→ Soal Tertulis A: Menurut kutipan tentang penyidikan tindak pidana korupsi, institusi apa saja yang berwenang menyidik perkara korupsi sebelum reformasi tahun 1998?
→ Soal Tertulis B: Lanjutkan kutipan tentang penyidikan tindak pidana korupsi, mulai setelah kalimat terakhirnya.

→ Kutipan Dokumen:
● ● ●
Informasi yang dibutuhkan untuk mengungkap adanya pelanggaran hukum itu
antara lain dapat diukur dengan : adanya korban dan cara pelaku yang belum
diketahui identitasnya itu melakukan dugaan tindak pidana. Dalam kasus korupsi
dilingkungan pemerintahan karena adanya birokrasi dana jabatan struktural, sangant
sulit korupsi dilakukan hanya oleh staf, terlebih lagi kasus korupsi yang sudah
menahun, sangat sulit untuk menentukan seorang bawahan menjadi tersangka atau
pelaku tunggal kasus korupsi itu. Dalam perkara seperti ini peraturan perundang-
undangan hanya mampu menjangkau tersangka yang kebanyakan bukan tersangka
yang sesungguhnya, tetapi seharusnya atasan bertanggung jawab. Dalam perkara
korupsi ini dilakukan penelitian yang mendalam tentang peran masing-masing, perlu
menjadi catatan bahwa bawahan tidak bisa bertindak sendiri atau tanpa adanya
perintah atasan, bawahan tidak berani mengambil keputusan sendiri.
#. kewenangan penyidik sebelum reformasi.
Kewenangan penyidikan tindak pidana korupsi sebelum reformasi pada tahun
1998 merupakan kewenangan intitusi Kepolisian, dan institusi Kejaksaanyang diatur
oleh undang-undang dan diberikan kewenangan untuk melakukan penyidikan perkara
tindak pidana korupsi. Keberadaan Kejaksaan RI mempunyai fungsi strategis dalam
penegakan hukum di Indonesia, tidak lepas dari keberadaannya sebagai salah satu sub
sistem dari sitem hukum dan Pada saat berlakunya Undang Undang No.15 tahun 1951
Tentang Kejaksaan, Kedudukan Kejaksaan dinyatakan sebagai alat negara penegak
hukum yang terutama bertugas sebagai penuntut umum. Penegasan ini mengandung
makna bahwa bila dilihat dari penamaannya sekalipun kejaksaan dikaitkan dengan
ketentuan pasal 5 ayat 1 huruf a dan b Undang-Undang ini bahwa penyelenggaraan
tugas departemen Kejaksaan diatur dengan keputusan Presiden.
● ● ●
→ Informasi yang Diberikan:
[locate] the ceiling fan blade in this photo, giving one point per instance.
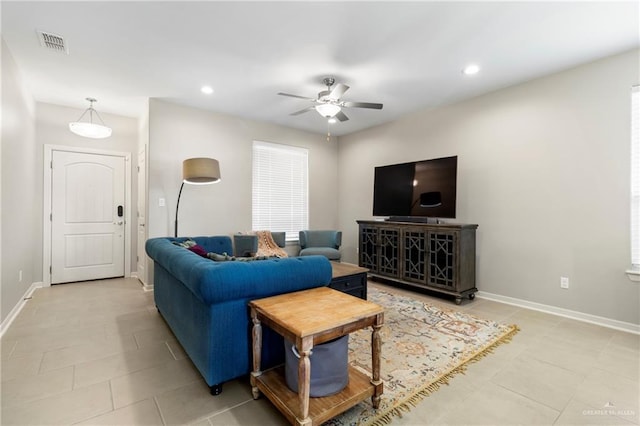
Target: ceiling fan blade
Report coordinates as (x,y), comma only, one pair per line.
● ● ●
→ Jawaban Benar A: Institusi Kepolisian dan institusi Kejaksaan.

→ Jawaban Benar B:
#. Kewenangan penyidik setelah Reformasi.
Gelombang reformasi menunjukkan bahwa sudah timbul kesadaran penyebab
krisis ekonomi, kesenjangan kesejahteraan adalah akibat dari korupsi, kolusi,
nepotisme atau yang disebut KKN. Masyarakat menuntut untuk dilakukannya
penyelidikan dan penyidikan terhadap para pejabat hitam, dan didirikanlah beberapa
badan atau komisi untuk mencegah dan mengusut tindak pidana korupsi diantaranya
adalah komisi pengawasan kekayaan pejabat negara (KPKN) dan tim gabungan
pemberantasaan tindak pidana korupsi (TGPTPK). Segala yang berkaitan dengan
penyelidikan, penyidikan dan penuntutan yang diatur dalam Undang-Undang No.8
tahun 1981 Tentang Hukum Acara Pidana berlaku juga pada penyidik, penyelidik,
dan penuntut umum pada Komisi Pemberantasaan Korupsi ( pasal 38 ayat 1, dan pasal
7 ayat 2). Penyelidik, penyidik dan penuntut umum tindak pidana korupsi dilakukan
berdasarkan hukum acara pidana (KUHAP) dan berdasarkan Undang-Undang No.31
Tahun 1999 sebagaimana telah diubah dengan Undang-Undang No.21 Tahun 2001
Tentang perubahan atas Undang-Undang No.31 Tahun 1999 tentang pemberantasan
tindak Pidana Korupsi.
Dalam kaitannya dengan penyelidikan, penyidikan, penuntutan dalam hal
mana terdapat aparat penegak hukum baru (KPK) maka ketentuan tentang
penyelidikan, penyidikan dan penuntutan harus diperbaruhi, begitu juga persoalan
putusan pemidanaan pengadilan terhadap tersangka atau terdakwa yang tidak ditahan
yang tidak memuat secara terperinci mengenai ketentuan penahanan, sehingga akan
menimbulkan masalah dalam pelaksanaan putusan pemidanaan pengadilan baik
berupa pidana penjara, pidana denda, atau pidana tambahan membayar uang
pengganti kerugian negara yang telah dikorupsi oleh terdakwa.
#.Konflik Kewenangan antara ketiga Institusi Penegak Hukum.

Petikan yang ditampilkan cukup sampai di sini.